[Stored items from a collection]
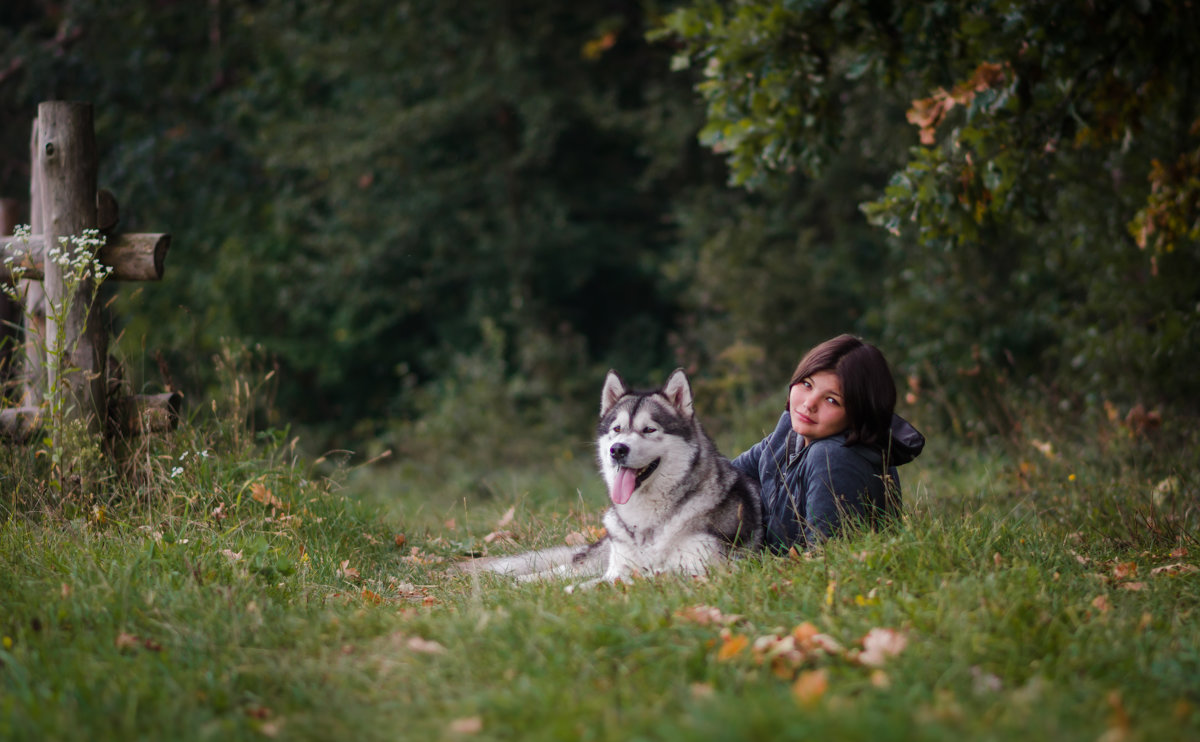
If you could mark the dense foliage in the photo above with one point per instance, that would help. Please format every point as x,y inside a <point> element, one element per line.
<point>1045,220</point>
<point>399,198</point>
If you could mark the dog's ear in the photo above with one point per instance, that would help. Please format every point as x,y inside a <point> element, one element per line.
<point>613,389</point>
<point>678,392</point>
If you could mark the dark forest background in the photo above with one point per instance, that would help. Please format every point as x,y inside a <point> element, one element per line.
<point>412,208</point>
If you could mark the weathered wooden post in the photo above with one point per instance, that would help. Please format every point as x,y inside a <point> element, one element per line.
<point>78,348</point>
<point>65,202</point>
<point>10,311</point>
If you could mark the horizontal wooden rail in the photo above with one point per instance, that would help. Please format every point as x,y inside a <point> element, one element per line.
<point>133,257</point>
<point>135,416</point>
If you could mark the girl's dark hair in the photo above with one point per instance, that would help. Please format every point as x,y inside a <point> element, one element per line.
<point>868,390</point>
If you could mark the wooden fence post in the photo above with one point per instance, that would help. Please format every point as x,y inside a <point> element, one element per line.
<point>67,163</point>
<point>10,311</point>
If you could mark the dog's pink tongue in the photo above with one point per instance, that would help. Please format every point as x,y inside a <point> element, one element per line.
<point>623,488</point>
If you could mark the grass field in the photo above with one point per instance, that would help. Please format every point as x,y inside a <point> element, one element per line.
<point>1032,592</point>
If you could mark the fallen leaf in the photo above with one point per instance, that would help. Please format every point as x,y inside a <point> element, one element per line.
<point>880,644</point>
<point>126,641</point>
<point>508,536</point>
<point>1180,568</point>
<point>259,492</point>
<point>702,690</point>
<point>130,641</point>
<point>469,725</point>
<point>1125,570</point>
<point>1045,449</point>
<point>348,573</point>
<point>810,686</point>
<point>731,645</point>
<point>804,632</point>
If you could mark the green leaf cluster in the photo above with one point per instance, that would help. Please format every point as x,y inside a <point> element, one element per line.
<point>1043,225</point>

» **YOUR OBJECTIVE**:
Rewrite every line of the material above, replacing each "wooden" with "timber" and changing nothing else. Leave the pictures out of your answer.

» **CORRECT ANSWER**:
If you could mark the dense foliage in the photo above with one point per instance, that would help. Please format every point as x,y inside a <point> element, one element per line.
<point>1045,220</point>
<point>399,198</point>
If you could mark the dog's ear in the photo above with one point per instance, that would help. Please format every point as x,y inside a <point> element, one element per line.
<point>613,389</point>
<point>678,392</point>
If you could mark the dark forest background in the photo above with one point per instance, that would help. Please format every point as x,y inside a <point> element, one element per line.
<point>412,208</point>
If you could mark the weathered timber post in the photo above with one point per instance, that would help. Please format every point as x,y inside a <point> element, one element per line.
<point>78,348</point>
<point>65,202</point>
<point>10,311</point>
If you could mark the horizontal timber rail in the photo above with one point per instance, that would help. Please format every point as x,y inside a <point> element, one element per line.
<point>133,257</point>
<point>135,416</point>
If you could mark the girl's dark hair in the photo above with one point per instance, that would help. Please format every point as x,y inside a <point> element, one element per line.
<point>868,390</point>
If you could mark the timber fence post in the photo above with one point per instance, that would help. Please format every point as x,y inside a <point> element, one element per line.
<point>67,163</point>
<point>10,311</point>
If you could mark the dog's pink tongue in the photo above with one point per instance, that would help. Please format every point as x,y inside a <point> element, one element per line.
<point>623,488</point>
If you could mark the grass field in the photo above with one point per instance, that would help. Please format every point as x,y inside a <point> element, one element per line.
<point>1032,592</point>
If you could mark the fallen leaf in the photo above with one point per instance, that would help. Please format every point as x,y inside a <point> element, one element per line.
<point>880,644</point>
<point>126,641</point>
<point>508,536</point>
<point>1180,568</point>
<point>259,492</point>
<point>702,690</point>
<point>130,641</point>
<point>469,725</point>
<point>1125,570</point>
<point>1045,449</point>
<point>348,573</point>
<point>810,686</point>
<point>731,645</point>
<point>804,632</point>
If you could mark the green leaf cluster in the photo above with one point per instance, that would help. Please format every point as x,y inside a <point> element, one element per line.
<point>1043,225</point>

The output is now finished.